_TEXTE FOURNI_
-----
Mais le lecteur est vite entraîné dans de nouvelles dimensions :

– Celles des auteurs d’abord, un couple qui écrit à quatre mains : Joseph, né à Hassakeh, en Syrie, appartient à ce peuple des chrétiens assyro-chaldéens, dont Claire, son épouse, française d’Alsace, est devenue proche. Tous les deux, passionnément, tiennent à entretenir la douloureuse mémoire de ce peuple.

– Géographiques, ensuite : il s’agit des chrétiens du Caucase, ces territoires coincés entre la Mer Noire et la Mer Caspienne, avec essentiellement trois pays : la Géorgie, l’Arménie et l’Azerbaïdjan, auxquels s’ajouteront d’autres contrées de l’empire russe. (On se permettra juste de regretter l’absence d’une carte indiquant les principaux lieux d’implantation de ces chrétiens déracinés.)

– Historiques, enfin, pour expliquer ces émigrations (volontaires ou forcées), alors que la terre des Assyro-Chaldéens est d’abord, depuis 2000 ans, la Mésopotamie autour de Mossoul, aujourd’hui partagée entre Iran, Irak, Syrie et Turquie.
-----
_LISTE DES ACTIVITÉS_
A: Résumez le texte fourni en deux phrases, s'il vous plaît.
B: Selon le texte fourni, entre quelles mers se trouvent les territoires du Caucase ?
La liste qui suit constitue un matériau distinct du texte fourni.
-----
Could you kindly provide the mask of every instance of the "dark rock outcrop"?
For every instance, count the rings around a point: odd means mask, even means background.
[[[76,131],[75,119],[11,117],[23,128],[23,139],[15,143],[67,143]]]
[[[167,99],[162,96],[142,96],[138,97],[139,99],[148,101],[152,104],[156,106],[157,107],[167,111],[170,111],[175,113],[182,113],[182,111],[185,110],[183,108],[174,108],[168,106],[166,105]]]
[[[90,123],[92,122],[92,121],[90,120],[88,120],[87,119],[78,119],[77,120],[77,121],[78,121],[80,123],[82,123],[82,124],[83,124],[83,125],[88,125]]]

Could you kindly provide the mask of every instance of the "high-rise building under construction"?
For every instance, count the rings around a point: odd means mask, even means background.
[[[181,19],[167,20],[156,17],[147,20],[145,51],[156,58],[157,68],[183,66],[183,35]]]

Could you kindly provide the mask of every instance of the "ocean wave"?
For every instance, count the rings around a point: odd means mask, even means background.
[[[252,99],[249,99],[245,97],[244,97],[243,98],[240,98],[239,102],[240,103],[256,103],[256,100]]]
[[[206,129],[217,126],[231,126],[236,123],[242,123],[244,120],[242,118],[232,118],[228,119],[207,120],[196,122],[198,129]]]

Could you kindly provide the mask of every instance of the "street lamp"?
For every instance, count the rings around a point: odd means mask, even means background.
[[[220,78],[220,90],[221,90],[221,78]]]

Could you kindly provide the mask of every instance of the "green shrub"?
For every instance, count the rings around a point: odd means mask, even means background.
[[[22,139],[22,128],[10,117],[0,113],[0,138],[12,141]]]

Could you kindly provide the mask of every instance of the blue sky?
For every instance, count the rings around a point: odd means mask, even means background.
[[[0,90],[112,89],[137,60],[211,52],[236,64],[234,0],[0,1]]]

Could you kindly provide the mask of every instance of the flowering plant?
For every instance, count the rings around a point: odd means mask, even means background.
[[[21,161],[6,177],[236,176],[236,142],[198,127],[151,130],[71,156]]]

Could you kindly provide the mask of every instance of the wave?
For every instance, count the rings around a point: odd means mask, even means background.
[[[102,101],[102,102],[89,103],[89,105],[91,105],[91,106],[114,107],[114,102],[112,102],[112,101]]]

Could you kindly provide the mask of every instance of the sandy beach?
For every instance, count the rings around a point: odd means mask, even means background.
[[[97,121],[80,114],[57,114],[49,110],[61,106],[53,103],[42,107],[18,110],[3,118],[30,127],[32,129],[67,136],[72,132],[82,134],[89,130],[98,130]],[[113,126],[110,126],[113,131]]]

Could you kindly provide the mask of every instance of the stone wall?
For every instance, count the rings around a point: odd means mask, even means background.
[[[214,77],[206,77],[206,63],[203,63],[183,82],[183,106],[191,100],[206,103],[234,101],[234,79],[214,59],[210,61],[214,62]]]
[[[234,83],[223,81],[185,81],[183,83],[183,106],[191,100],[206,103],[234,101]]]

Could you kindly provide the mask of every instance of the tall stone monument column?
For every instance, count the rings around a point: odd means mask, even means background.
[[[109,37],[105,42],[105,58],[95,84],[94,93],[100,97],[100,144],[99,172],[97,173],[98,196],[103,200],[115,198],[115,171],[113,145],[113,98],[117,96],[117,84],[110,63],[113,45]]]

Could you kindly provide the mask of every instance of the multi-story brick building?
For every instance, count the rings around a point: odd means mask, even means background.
-----
_RÉPONSES AUX ACTIVITÉS_
A: Le livre est écrit à quatre mains par un couple : Joseph, chrétien assyro-chaldéen né à Hassakeh en Syrie, et son épouse Claire, Française d'Alsace, qui tiennent à entretenir la douloureuse mémoire de ce peuple. Il traite des chrétiens du Caucase, surtout en Géorgie, en Arménie et en Azerbaïdjan, et explique leurs émigrations, alors que la terre des Assyro-Chaldéens est d'abord, depuis 2000 ans, la Mésopotamie autour de Mossoul.

B: Entre la Mer Noire et la Mer Caspienne.